- **Image point grounding data**:
+ + +

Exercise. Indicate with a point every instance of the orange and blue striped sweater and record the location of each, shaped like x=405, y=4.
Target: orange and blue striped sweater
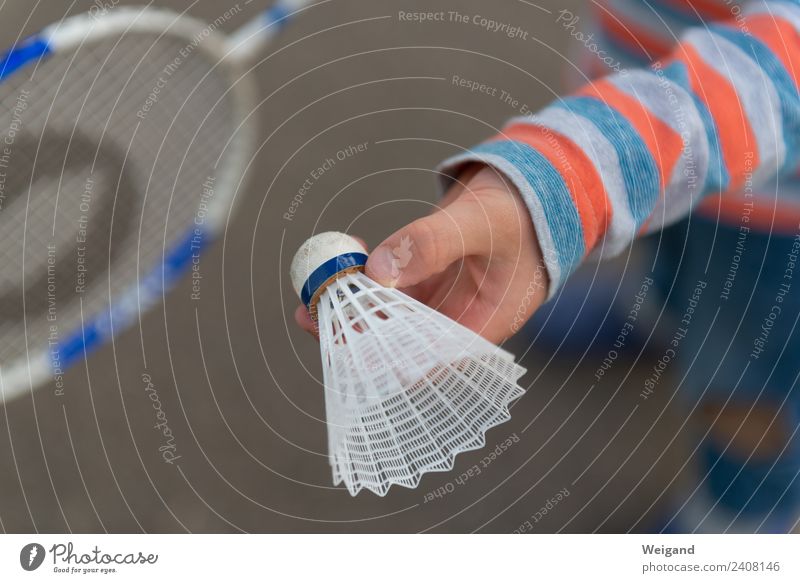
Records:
x=701, y=110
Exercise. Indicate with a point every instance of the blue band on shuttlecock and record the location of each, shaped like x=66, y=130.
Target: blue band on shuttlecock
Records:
x=327, y=270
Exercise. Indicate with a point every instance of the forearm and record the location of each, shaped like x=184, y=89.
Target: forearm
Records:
x=637, y=150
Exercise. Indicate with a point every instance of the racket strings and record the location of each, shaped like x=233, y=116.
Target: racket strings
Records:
x=105, y=152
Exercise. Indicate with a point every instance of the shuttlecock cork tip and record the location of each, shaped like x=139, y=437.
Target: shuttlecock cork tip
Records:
x=321, y=258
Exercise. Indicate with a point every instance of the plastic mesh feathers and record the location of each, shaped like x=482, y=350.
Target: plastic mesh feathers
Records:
x=406, y=388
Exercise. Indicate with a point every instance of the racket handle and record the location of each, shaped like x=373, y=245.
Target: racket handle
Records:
x=248, y=40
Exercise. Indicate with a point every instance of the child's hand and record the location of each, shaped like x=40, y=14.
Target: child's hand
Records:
x=475, y=259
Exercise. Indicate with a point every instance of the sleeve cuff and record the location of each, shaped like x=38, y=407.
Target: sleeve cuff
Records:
x=555, y=216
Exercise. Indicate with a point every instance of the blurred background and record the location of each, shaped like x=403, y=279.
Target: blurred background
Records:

+ + +

- **YOUR INSTRUCTIONS**: Show each line of the records above containing "blue".

- **TASK RESULT**:
Exercise. Indicate with a point every instance of the orange and blue striped sweater and record the location of each, shaped like x=405, y=4.
Target: orange and blue striped sweater
Exercise. Indicate with a point every instance of the blue band on shuttlecock and record the location of each, shaped like x=66, y=130.
Target: blue band on shuttlecock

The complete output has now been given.